→ Brief 1
Reproduce the part of the flea thread between "NO - double" and "you are misremembering.", inclusive.
→ Brief 2
Decide whether each statement agrees with the flea thread, answering yes or no and quoting the words of the thread that settle it: (a) Poly says double coated dogs get fleas more easily than other dogs. (b) Kayota put about a third of the product on the base of the dog's tail. (c) Kayota uses the flea prevention monthly.
→ Brief 3
Please list every instruction in Poly's reply in the flea thread that begins with "don't".
──────── Document excerpt
# fleas on double coated dogs



## Kayota (Aug 14, 2009)

Tonight I got a flea on my face after hugging Faxon so I investigated and discovered flea dirt and several fleas. I immediately went out and bought flea prevention--a Frontline generic that has always worked for Roxie. I use this monthly. Do double coated dogs get fleas more easily? Should I do anything else or will it run its course with the prevention?

EDIT: I just realized this particular product states that it needs to be applied in a stripe from shoulders to tail... which would explain why there's flea dirt on the base of her tail and fleas on her belly but none on her front end... :doh: I did put about a third of it on the base of her tail since that was where I saw the fleas so I hope it helps.


----------



## Poly (Sep 19, 2007)

Kayota said:


> Tonight I got a flea on my face after hugging Faxon so I investigated and discovered flea dirt and several fleas. I immediately went out and bought flea prevention--a Frontline generic that has always worked for Roxie. I use this monthly. Do double coated dogs get fleas more easily? Should I do anything else or will it run its course with the prevention?
> 
> EDIT: I just realized this particular product states that it needs to be applied in a stripe from shoulders to tail... which would explain why there's flea dirt on the base of her tail and fleas on her belly but none on her front end... :doh: I did put about a third of it on the base of her tail since that was where I saw the fleas so I hope it helps.


NO - double coated dogs do NOT get flea infections any more than other dogs do. ALL dogs can become infected by fleas if you don't prevent it properly.

ALWAYS read ALL the directions before using any product - don't assume that you know how to use it. 

Even if you've been using a product for a while, it's a good idea to reread the product insert just to make sure nothing has changed or that you are misremembering.

Don't over-apply the spot-on treatments. If the directions say apply once a month, don't do it more often. If they say to apply in two or three or four locations (or however many), don't apply in one location


----------



## Kayota (Aug 14, 2009)
────────────────
──────── Data for analysis
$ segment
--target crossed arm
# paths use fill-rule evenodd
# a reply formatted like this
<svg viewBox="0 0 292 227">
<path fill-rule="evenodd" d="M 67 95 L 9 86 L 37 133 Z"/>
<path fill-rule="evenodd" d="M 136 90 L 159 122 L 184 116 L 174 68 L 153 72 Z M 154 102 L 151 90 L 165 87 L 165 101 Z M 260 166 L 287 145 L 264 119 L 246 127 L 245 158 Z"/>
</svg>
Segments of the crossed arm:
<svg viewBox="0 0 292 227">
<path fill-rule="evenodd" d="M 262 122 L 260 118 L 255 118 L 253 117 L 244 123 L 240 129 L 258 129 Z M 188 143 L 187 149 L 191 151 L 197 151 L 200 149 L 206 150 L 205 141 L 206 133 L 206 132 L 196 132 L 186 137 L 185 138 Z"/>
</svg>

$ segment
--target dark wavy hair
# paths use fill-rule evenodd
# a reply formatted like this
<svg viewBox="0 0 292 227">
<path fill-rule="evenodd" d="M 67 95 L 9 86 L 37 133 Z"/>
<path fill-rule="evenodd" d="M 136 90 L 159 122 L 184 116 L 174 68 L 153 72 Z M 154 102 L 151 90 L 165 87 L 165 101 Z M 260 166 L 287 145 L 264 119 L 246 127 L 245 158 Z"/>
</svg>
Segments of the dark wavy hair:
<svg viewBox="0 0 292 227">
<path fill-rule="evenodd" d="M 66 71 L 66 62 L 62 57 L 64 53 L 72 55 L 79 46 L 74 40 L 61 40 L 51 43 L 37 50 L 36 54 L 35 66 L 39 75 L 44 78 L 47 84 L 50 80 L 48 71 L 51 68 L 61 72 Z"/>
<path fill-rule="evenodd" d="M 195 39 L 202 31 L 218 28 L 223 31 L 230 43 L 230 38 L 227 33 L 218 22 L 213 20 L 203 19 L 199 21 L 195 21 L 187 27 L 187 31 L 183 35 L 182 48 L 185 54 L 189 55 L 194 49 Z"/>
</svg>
────────────────
→ Task response 1
NO - double coated dogs do NOT get flea infections any more than other dogs do. ALL dogs can become infected by fleas if you don't prevent it properly.

ALWAYS read ALL the directions before using any product - don't assume that you know how to use it. 

Even if you've been using a product for a while, it's a good idea to reread the product insert just to make sure nothing has changed or that you are misremembering.

→ Task response 2
(a) No: "NO - double coated dogs do NOT get flea infections any more than other dogs do."
(b) Yes: "I did put about a third of it on the base of her tail"
(c) Yes: "I use this monthly."

→ Task response 3
- don't assume that you know how to use it
- Don't over-apply the spot-on treatments
- don't do it more often
- don't apply in one location